Collected data entries
====================
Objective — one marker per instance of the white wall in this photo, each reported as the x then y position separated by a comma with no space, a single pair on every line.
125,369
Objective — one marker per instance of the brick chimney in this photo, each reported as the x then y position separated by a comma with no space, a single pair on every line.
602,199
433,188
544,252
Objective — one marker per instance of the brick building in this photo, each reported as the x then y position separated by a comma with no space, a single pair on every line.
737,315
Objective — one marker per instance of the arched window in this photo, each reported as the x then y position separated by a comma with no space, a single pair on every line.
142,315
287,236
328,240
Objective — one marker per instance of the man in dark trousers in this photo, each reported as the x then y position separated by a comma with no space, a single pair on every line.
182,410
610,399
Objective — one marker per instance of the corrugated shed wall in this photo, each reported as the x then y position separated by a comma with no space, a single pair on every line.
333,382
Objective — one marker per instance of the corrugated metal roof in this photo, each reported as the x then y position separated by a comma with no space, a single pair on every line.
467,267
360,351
====================
> **What you should do**
Word for word, extract all the records.

> **Task response**
Objective — one marker per instance of the white wall in this photo, each reported as the x then y position separated by a comma with no space, a single pair on every line.
125,369
Objective — one marker per instance of the brick chimney in this photo, each reported as the x then y position separated by a comma with no space, a single pair on every line.
602,199
433,188
544,252
Objective — one marker per instance of the brick building in this photo, each reported as the x then y position separated by a comma with no space, a single pair on every line.
737,315
Objective — one marker per instance of the arched window in this photo, each reported as the x then y position separated by a comma with no space, a single pair on every line.
142,315
287,236
328,240
Objective — one marker per instance of the man in dark trousers in this photo, each reported as the x then y position separated by a comma with no space, a single pair on every line.
182,410
610,399
Objective — one marker per instance of the corrugated shed wall in this photo, each reported as the x then y position separated by a comma with no space, a single pair on every line.
333,382
Objective — one marker per instance of the corrugated metal roof in this photo, each reported as the x then y position separated by a comma with no space, a single pair on every line.
467,267
360,351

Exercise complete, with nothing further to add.